◆ **Text provided**
— Begin —
Mr Stocqueler informs us that the Bunyip is a large freshwater seal having two small paddles or fins attached to the shoulders, a long swan like neck, a head like a dog, and a curious bag hanging under the jaw, resembling the pouch of a pelican. The animal is covered with hair like the platypus, and the colour is a glossy black. Mr Stocqueler saw no less than six of the curious animals at different times, his boat was within 30ft. of one, near McGuire’s point, on the Goulburn and fired at the Bunyip, but did not succeed in capturing him. The smallest appeared to be about 5 ft. in length, and the largest exceeded 15 ft. The head of the largest was the size of a bullocks head and 3 ft. out of the water.
The account above will be well known to most cryptozoologists, apparently describing an encounter with the ubiquitous bunyip of Australia which plagued the early white settlers from 1847 onwards. The encounter was described Edwin Stocqueler (1829-1895), an artist come naturalist who took it upon himself to sail down the Murray and Goulburn rivers (New South Wales) in a canvas boat. He apparently spent much of 1856/7 doing just this, whiling away the time compiling sketches for a diorama that he was working on which when complete was to be displayed in England. It was reported in the Moreton Bay Free Press of 15/4/1857, although it had occurred in March.
Had he not been deterred by the stories of the natives concerning the power and fury of the bunyip, and by the fact that his gun had only a single barrel, and his boat was of a very frail description we have every reason to credit the statement of Mr Stocqueler, and, considering the imperfect way in which some of our rivers and lagoons have been explored, we imagine it is quite possible for an amphibious animal of extremely shy habits to have escaped.
In fact Stocqueler was not alone when he witnessed the creature; he was accompanied by his mother. The Bendigo Advertiser, Saturday 6th December, 1857, retrospectively comments on this partnership under the title of Novel Enterprise.
Mr Stocqueler, an artist, and his mother are on an expedition down the Murray, for the purpose of making some faithful sketches of the views on this fine stream, as well as of the creatures frequenting it. I can pronounce the drawings faithful representations. Mother and son go down the stream in a canoe. The lady paints flowers, etc. The son devotes himself to choice views on the riverside. One of the drawings represents a singular creature, which has the appearance in miniature of the famous sea serpent. Mr Stocqueler was about twenty-five yards distant from it at first sight as it lay placidly on the water. On being observed the stranger set off; working its paddles briskly and rapidly disappeared. Mr Stocqueler states that there were about two feet of it above water and he estimated its length at from five to six feet.
A report in the Moreton Bay Free Press concurred.Amongst the latter drawings we noticed a likeness of the bunyip or rather a view of the neck and shoulders of the animal.
— End —
(Point labeling examples)
— Begin —
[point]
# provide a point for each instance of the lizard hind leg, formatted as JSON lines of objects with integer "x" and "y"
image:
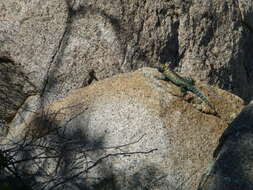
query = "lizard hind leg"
{"x": 183, "y": 91}
{"x": 189, "y": 80}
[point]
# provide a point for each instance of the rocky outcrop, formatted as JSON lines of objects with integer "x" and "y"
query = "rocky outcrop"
{"x": 15, "y": 87}
{"x": 232, "y": 165}
{"x": 64, "y": 44}
{"x": 129, "y": 131}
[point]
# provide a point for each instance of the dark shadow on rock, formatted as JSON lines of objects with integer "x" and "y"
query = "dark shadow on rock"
— End —
◆ **Exercise task**
Carry on the text about Stocqueler's bunyip sighting, starting right after its final sentence. The entries come from a separate source unrelated to the text.

◆ **Exercise output**
A sketch that he produced had apparently been viewed by some members of the local aboriginal community. They had informed Stocqueler that the drawing showed the bunyips brother and this was interpreted by the paper as meaning an exact likeness of the bunyip. Unfortunately the picture does not appear to have withstood the passage of time which is a shame. If he were an artist of some talent we may have gained a very accurate picture of the creature. The paper then continued and we have no doubt that he will show his portfolio to any gentleman who would pay him a visit. His diorama was apparently finished in the same year and according to one account of the day was a mile long depicting life on the goldfields and other parts of Australia (it was named Golden Land of the Sunny South). A reporter from the Bendigo Advertiser who viewed it noted some seventy depictions of native birds and animals while also referring to other very numerous and interesting sketches and paintings. Although some pictures from the diorama remain, the complete work including his bunyip portrait appears to have disappeared long ago.
Then following the publication of his encounter things got slightly weird and a little mysterious as Stocqueler clearly irked by what he had read sent a terse letter to the Bendigo Advertiser. It was subsequently published Friday 3rd July 1857 and hints at either a mundane solution for his sighting or creates an even bigger mystery.
Sir-Having seen in the Advertiser of Monday last, an extract from an Adelaide paper on the subject of the Bunyip, I think it my duty (to prevent anyone from forming incorrect ideas) to say, that the descriptions given of my accidental meeting with a strange animal in the Goulburn River, differ much from my own account of it, and had I known that it would have appeared in print, I should perhaps have been still more careful in my choice of words. In the first place, I do not call it the bunyip, nor did I ever say positively the size of it, as I never saw the whole of one. A description of it would be difficult unless accompanied with a large drawing. The neck is not like a swan's; nor is it anything like a musk-drake. However, I know more about it than I am at present disposed to tell; but when my diorama (in which is an almost life size portrait of the beast) is painted, I shall give a full, true, and particular account of what I saw, did, and discovered. I am no wonder-maker, and I do not wish that scientific people should be misled by a half-told tale. I shall consider myself under an obligation to you, if you will kindly insert this; and am, Sir, Yours obediently, Edwin Stocqueler, Sandhurst, July 1st, 1857.
So it would appear that Stocqueler never nominated his creature(s) a bunyip(s) in the first place and denies describing a swan like neck! Presumably then we can rule out a clever ploy by Stocqueler creating his own bunyip sighting to gather publicity for his diorama.
One of the more intriguing accounts of a supposed bunyip is the one encountered at the Lachlan and Murrumbidgee Rivers after extensive flooding had taken place in 1847. The encounter was reported in The Sydney Morning Herald (NSW) Wednesday 16 June 1847, following a letter from William Hovell, an English sailor who had previously explored the New South Wales region and the Murrumbidgee River, in 1824. It was entitled, The Apocryphal Bunyip.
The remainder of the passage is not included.